**EXERCISE MATERIALS**

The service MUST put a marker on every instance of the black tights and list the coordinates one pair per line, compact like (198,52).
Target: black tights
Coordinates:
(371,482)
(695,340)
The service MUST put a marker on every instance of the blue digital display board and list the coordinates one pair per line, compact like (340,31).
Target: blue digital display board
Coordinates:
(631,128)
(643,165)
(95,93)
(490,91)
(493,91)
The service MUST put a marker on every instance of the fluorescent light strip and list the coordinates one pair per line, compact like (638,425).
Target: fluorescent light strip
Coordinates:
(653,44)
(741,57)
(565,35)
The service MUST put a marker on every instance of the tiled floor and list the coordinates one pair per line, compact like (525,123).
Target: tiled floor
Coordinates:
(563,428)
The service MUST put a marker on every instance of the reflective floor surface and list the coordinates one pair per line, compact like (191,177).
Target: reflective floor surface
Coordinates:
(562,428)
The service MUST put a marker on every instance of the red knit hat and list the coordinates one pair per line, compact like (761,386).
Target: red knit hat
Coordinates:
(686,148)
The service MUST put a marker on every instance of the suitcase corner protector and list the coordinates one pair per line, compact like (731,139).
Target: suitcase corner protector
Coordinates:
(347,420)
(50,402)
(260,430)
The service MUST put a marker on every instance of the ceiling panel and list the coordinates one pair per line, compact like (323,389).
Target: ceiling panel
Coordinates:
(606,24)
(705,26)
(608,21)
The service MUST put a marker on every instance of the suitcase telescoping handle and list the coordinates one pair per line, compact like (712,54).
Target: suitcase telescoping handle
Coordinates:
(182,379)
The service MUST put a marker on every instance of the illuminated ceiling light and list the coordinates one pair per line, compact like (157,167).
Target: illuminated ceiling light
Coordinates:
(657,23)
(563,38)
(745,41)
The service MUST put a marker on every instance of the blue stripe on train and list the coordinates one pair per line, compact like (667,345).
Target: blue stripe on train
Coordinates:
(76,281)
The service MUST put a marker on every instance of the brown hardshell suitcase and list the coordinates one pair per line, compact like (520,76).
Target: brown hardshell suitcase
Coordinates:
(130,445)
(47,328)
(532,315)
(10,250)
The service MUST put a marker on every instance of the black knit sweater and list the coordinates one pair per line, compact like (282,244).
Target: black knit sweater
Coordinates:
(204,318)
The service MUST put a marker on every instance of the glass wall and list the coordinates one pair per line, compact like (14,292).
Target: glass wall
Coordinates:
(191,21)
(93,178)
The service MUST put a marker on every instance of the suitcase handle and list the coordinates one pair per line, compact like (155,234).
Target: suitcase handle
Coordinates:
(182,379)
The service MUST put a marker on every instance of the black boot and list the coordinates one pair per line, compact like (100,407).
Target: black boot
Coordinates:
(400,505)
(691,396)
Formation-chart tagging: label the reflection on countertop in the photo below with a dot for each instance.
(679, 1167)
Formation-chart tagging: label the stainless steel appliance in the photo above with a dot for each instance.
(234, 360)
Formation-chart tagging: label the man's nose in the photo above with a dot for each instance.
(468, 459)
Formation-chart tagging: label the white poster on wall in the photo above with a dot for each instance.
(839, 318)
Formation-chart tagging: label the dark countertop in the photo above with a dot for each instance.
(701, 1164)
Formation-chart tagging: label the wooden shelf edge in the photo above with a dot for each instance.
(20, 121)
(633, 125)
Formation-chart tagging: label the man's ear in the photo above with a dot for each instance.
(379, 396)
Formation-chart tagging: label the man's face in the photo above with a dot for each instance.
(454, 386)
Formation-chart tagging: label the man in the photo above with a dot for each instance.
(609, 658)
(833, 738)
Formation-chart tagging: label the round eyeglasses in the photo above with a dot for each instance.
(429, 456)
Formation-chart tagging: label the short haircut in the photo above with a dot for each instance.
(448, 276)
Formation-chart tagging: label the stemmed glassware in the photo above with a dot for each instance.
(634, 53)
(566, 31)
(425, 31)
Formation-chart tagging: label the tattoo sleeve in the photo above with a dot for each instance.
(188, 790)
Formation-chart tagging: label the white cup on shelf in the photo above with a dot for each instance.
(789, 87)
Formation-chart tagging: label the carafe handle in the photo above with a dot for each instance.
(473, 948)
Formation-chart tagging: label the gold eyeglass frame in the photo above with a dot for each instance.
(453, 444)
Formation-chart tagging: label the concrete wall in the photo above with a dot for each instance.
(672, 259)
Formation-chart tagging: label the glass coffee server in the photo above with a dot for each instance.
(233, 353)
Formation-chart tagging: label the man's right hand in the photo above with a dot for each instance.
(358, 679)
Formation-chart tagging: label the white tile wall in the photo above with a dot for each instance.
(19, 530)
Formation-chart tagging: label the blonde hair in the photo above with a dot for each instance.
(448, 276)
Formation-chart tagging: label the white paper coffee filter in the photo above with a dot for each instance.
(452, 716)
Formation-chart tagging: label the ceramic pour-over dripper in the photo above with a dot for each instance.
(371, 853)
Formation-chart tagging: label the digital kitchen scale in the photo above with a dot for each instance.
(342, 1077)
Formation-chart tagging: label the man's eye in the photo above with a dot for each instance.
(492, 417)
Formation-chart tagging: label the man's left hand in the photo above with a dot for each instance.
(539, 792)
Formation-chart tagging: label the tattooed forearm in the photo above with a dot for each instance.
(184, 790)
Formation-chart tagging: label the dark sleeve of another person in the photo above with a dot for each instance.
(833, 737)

**YOUR TASK**
The full listing must be retyped exactly as it stands.

**FINAL ANSWER**
The service MUST put a marker on every instance of the black tights and list the coordinates one pair per line, compact like (198,52).
Target: black tights
Coordinates:
(371,482)
(695,340)
The service MUST put a marker on every instance of the blue digital display board and list the coordinates one pair per line, compact like (340,31).
Target: blue digital display board
Coordinates:
(631,128)
(643,165)
(95,93)
(490,91)
(493,91)
The service MUST put a marker on every instance of the fluorescent light strip and list the coordinates one pair per line, compact like (638,425).
Target: fluorescent light strip
Coordinates:
(653,44)
(741,57)
(565,35)
The service MUST put a marker on every instance of the tiled floor and list the coordinates one pair per line, compact like (525,123).
Target: tiled floor
Coordinates:
(563,428)
The service MUST put a marker on every instance of the reflective floor surface and list the coordinates one pair per line, compact like (191,177).
Target: reflective floor surface
Coordinates:
(562,428)
The service MUST put a marker on every instance of the red knit hat and list the coordinates one pair per line, compact like (761,386).
Target: red knit hat
Coordinates:
(686,148)
The service MUST put a marker on every instance of the suitcase corner protector and list the coordinates one pair per line, compact like (731,139).
Target: suitcase corner protector
Coordinates:
(347,420)
(50,402)
(260,430)
The service MUST put a marker on every instance of the ceiling panel and list the coordinates one pair per line, compact like (323,389).
Target: ceiling panel
Coordinates:
(606,24)
(705,26)
(608,21)
The service MUST put a marker on every instance of the suitcase telescoping handle and list the coordinates one pair per line, compact like (712,54).
Target: suitcase telescoping handle
Coordinates:
(182,379)
The service MUST put a marker on every instance of the illuminated ceiling light and list the coordinates one pair per line, compact like (157,167).
Target: illuminated ceiling light
Coordinates:
(657,23)
(563,38)
(745,41)
The service MUST put a marker on every instance of the blue stripe on train and list the coordinates one pair per line, compact like (667,345).
Target: blue stripe on train
Coordinates:
(76,281)
The service MUST put a marker on every instance of the brown hardshell suitcase and list the coordinates one pair per line, compact like (520,76).
Target: brown hardshell suitcase
Coordinates:
(130,445)
(47,328)
(532,315)
(10,250)
The service MUST put a marker on every instance of the black knit sweater and list the coordinates one pair per line, compact like (282,244).
Target: black knit sweater
Coordinates:
(204,318)
The service MUST put a marker on every instance of the glass wall and list the coordinates one pair per line, compact like (14,292).
Target: glass wall
Coordinates:
(191,21)
(93,178)
The service MUST put a marker on every instance of the suitcase handle and list the coordinates one pair per line, compact like (155,234).
Target: suitcase handle
Coordinates:
(182,379)
The service MUST put a marker on every instance of the black boot and list the coordinates one pair per line, compact like (100,407).
Target: black boot
Coordinates:
(400,505)
(691,396)
Formation-chart tagging: label the reflection on countertop in the photo below with a dot for each instance.
(679, 1167)
Formation-chart tagging: label the stainless steel appliance in the photo above with a dot for each instance.
(234, 360)
Formation-chart tagging: label the man's nose in the photo above with a dot for each instance.
(468, 459)
Formation-chart tagging: label the white poster on wall in the photo above with a dot for each instance.
(839, 318)
Formation-chart tagging: label the dark countertop in the photo above with a dot for each instance.
(701, 1164)
Formation-chart tagging: label the wooden shelf edge in the photo above with a dot for each instance.
(20, 121)
(633, 125)
Formation-chart tagging: label the man's ear in the photo above with a dot for each instance.
(379, 396)
Formation-chart tagging: label the man's face in the photo above with a dot for each instance.
(454, 386)
Formation-chart tagging: label the man in the photo above with a dot for each instance.
(609, 658)
(833, 738)
Formation-chart tagging: label the round eyeglasses in the photo above with a dot for each instance.
(429, 456)
Formation-chart tagging: label the short haircut in the photo above with a dot for each instance.
(448, 276)
Formation-chart tagging: label the stemmed glassware in the photo above with a dot for each instance.
(634, 53)
(566, 31)
(425, 31)
Formation-chart tagging: label the tattoo sleeve in the photo above with a dot for each instance.
(188, 790)
Formation-chart tagging: label the white cup on shelf in the photo above with a dot for each instance.
(789, 87)
Formation-chart tagging: label the carafe handle in the photo above with a dot for each instance.
(473, 948)
Formation-chart tagging: label the gold eyeglass frame in the photo above with a dot for each instance.
(453, 444)
Formation-chart tagging: label the concrete wall in the photo above with a dot for each instance.
(672, 259)
Formation-chart tagging: label the glass coffee server in the photo above with a dot for each instance.
(233, 353)
Formation-chart tagging: label the man's right hand in the photo above with a dot for each instance.
(358, 679)
Formation-chart tagging: label the white tile wall in the photo above with a dot for each instance.
(19, 530)
Formation-chart tagging: label the blonde hair in the photo above with a dot for each instance.
(448, 276)
Formation-chart tagging: label the white paper coffee filter in the photo above with a dot for each instance.
(452, 716)
Formation-chart tagging: label the ceramic pour-over dripper in the photo above with a dot for each instance.
(371, 853)
Formation-chart tagging: label the digital kitchen scale in the photo above with a dot for each instance.
(342, 1077)
Formation-chart tagging: label the man's eye in the photo above with a dot for each instance.
(492, 417)
Formation-chart tagging: label the man's left hand in the photo above with a dot for each instance.
(539, 792)
Formation-chart tagging: label the tattooed forearm in the photo above with a dot for each instance.
(184, 790)
Formation-chart tagging: label the dark sleeve of another person in the photo above with a dot for each instance.
(833, 737)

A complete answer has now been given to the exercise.